-- Set of tasks --
1) From the passage on deprivation of British citizenship, copy word for word the part that opens with the words containing "Lawyer Amanda Weston, at" and closes with "and their families.".
2) Translate this sentence from the passage on deprivation of British citizenship into French: "If you were born British, you could not be deprived of citizenship."
3) Pick up the passage on deprivation of British citizenship after its final sentence and write what comes next.

-- Extract provided --
Lawyer Amanda Weston, at a seminar at the IRR, described the impact that the loss of appeal rights under deprivation of citizenship clauses has had on those affected and their families.
When David Blunkett informed Abu Hamza of the decision to deprive him of his British citizenship in April 2003,[1] there hadn’t been a similar situation since the case of William Joyce, aka Lord Haw-Haw, in the aftermath of the Second World War, after his prosecution for treason for broadcasting for the Nazis. After 1983, the only basis on which you could be deprived of British citizenship under the 1981 British Nationality Act was if you had obtained it by fraud, false representation or concealment of a material fact. If you were born British, you could not be deprived of citizenship. That is no longer the case. In the wake of September 11, there followed a degree of tabloid and public pressure on David Blunkett, then home secretary, pressing for Abu Hamza to be deprived of his British citizenship, which he had obtained by naturalisation after marrying a British citizen. The so-called ‘Hamza amendment’ changed the law so that a person could be deprived of citizenship if ‘the Secretary of State is satisfied that he has done anything prejudicial to the vital interests of the United Kingdom or a British overseas territory’. We do not know exactly what this means, or what kinds of conduct it covers, as no cases were decided under this provision. In fact Abu Hamza won his appeal under the provision which prevents deprivation of citizenship if the person would become stateless (deprivation applies only where you have another nationality) – so there never was a discussion about what conduct would be caught.

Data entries

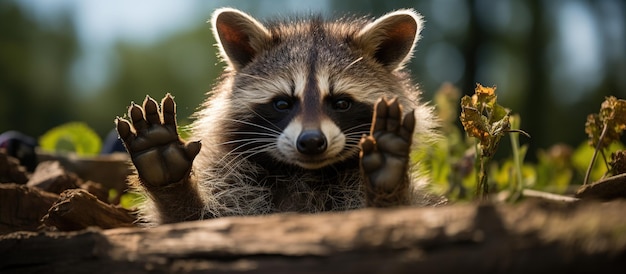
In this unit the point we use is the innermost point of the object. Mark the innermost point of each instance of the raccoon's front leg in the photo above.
(163, 161)
(385, 155)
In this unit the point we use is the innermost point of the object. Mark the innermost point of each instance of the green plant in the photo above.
(604, 129)
(71, 137)
(485, 120)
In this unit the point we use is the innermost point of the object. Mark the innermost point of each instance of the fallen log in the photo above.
(78, 209)
(527, 238)
(22, 207)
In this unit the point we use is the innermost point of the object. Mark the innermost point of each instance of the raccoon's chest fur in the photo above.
(329, 189)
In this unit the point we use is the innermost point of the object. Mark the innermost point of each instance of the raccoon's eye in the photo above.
(342, 104)
(282, 105)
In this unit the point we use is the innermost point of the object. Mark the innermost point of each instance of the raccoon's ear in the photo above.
(391, 38)
(239, 36)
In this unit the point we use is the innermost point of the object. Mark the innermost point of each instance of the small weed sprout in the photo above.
(605, 128)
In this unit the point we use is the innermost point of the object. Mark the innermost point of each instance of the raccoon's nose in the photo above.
(311, 142)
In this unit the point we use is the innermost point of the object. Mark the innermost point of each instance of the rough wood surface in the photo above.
(78, 209)
(609, 188)
(528, 238)
(22, 207)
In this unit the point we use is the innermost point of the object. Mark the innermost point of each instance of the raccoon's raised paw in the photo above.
(385, 152)
(152, 140)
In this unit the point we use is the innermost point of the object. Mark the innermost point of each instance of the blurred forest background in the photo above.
(552, 61)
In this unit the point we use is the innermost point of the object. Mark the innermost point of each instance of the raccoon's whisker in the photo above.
(233, 163)
(364, 126)
(351, 64)
(249, 141)
(254, 76)
(234, 151)
(254, 125)
(262, 117)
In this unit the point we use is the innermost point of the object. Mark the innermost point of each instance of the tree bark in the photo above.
(528, 238)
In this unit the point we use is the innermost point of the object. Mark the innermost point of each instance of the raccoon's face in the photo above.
(303, 93)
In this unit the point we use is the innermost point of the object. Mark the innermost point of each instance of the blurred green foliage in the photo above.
(75, 137)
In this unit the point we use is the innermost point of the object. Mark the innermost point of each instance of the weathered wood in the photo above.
(52, 177)
(609, 188)
(22, 207)
(528, 238)
(78, 209)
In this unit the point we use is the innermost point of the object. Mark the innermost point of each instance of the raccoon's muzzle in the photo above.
(311, 142)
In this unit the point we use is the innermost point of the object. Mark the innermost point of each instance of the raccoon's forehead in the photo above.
(304, 52)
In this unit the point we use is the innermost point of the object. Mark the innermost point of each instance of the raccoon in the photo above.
(309, 115)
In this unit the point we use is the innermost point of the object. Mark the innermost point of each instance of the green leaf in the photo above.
(71, 137)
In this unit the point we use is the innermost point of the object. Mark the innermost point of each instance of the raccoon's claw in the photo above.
(385, 152)
(152, 140)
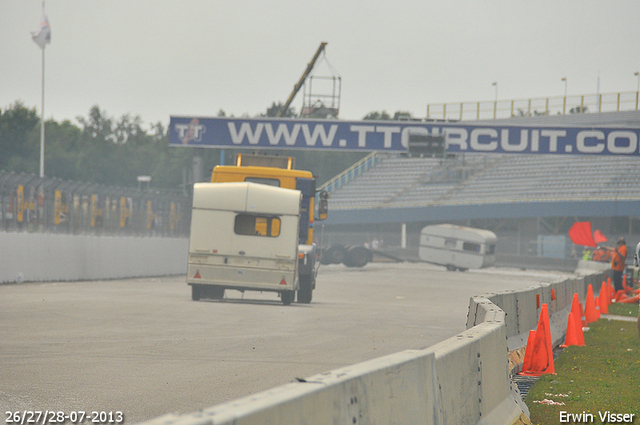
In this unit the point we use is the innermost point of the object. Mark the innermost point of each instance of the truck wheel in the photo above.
(195, 292)
(305, 293)
(336, 254)
(357, 256)
(287, 297)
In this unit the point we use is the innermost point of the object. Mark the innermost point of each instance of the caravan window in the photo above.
(470, 246)
(252, 225)
(450, 243)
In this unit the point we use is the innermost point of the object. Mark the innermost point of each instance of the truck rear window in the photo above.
(255, 225)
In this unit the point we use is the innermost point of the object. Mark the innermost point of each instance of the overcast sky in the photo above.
(157, 58)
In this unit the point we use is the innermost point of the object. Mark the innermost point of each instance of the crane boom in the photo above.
(304, 76)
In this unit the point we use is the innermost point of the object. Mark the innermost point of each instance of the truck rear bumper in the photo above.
(241, 278)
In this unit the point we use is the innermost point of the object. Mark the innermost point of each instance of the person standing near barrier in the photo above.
(636, 263)
(618, 259)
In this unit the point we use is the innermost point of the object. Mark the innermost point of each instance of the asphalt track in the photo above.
(142, 347)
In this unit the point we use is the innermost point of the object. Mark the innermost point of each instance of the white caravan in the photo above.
(244, 236)
(457, 247)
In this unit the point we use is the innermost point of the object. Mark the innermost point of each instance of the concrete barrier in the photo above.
(462, 380)
(52, 257)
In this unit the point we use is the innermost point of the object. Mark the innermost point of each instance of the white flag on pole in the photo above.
(43, 35)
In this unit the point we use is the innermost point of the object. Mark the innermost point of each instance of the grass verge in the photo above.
(602, 376)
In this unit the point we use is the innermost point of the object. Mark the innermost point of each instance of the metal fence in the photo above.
(29, 203)
(595, 103)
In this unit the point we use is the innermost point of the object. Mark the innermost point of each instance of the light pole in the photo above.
(564, 104)
(495, 103)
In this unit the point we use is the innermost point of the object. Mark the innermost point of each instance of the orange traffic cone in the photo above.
(571, 338)
(604, 304)
(526, 362)
(584, 321)
(624, 284)
(590, 313)
(576, 310)
(541, 362)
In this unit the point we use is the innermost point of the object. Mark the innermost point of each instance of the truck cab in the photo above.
(243, 236)
(274, 176)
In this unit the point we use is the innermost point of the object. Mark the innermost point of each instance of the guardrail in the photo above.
(29, 203)
(579, 104)
(464, 379)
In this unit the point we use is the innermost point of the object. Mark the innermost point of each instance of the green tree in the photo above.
(19, 139)
(272, 111)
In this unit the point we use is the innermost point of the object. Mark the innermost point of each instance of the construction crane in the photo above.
(299, 84)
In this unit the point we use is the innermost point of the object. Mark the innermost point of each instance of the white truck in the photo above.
(244, 236)
(457, 247)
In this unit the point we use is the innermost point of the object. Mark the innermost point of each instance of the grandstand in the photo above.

-- Answers below --
1)
Lawyer Amanda Weston, at a seminar at the IRR, described the impact that the loss of appeal rights under deprivation of citizenship clauses has had on those affected and their families.

2) Si l'on était né britannique, on ne pouvait pas être déchu de sa nationalité.

3)
Loss of procedural protections
Most importantly, the 1981 British Nationality Act made it clear that an order for deprivation of citizenship could not be made while the person was appealing against the decision to deprive – only after appeal rights were exhausted. The person remained a British citizen until that point. That is obviously important, as great injustice could be done otherwise. Bringing the provision into effect, David Blunkett told the BBC, ‘I want to deal with people who our intelligence and security people believe are a risk to us. If you encourage, support, advise, help people to take up training, if you facilitate them, then of course that takes you right over the boundary. People have to work to earn citizenship. They will be proud to have it. I’m proud to have done that.’ Shadow home secretary Oliver Letwin said, ‘It’s important to protect the civil liberties of the country.’ So the position in 2003 was that more grounds for deprivation of citizenship were added but the deprivation order was still suspended pending appeal.
There then followed the most incredible sleight of hand. Hidden away in paragraph 4 of schedule 2 to the Asylum and Immigration (Treatment of Claimants, etc) Act 2004, with no reference in Hansard at all, was a repeal of the section which continued British citizenship pending appeal against a decision to withdraw it. The Act was not even about nationality, making the provision even less likely to be noticed or debated.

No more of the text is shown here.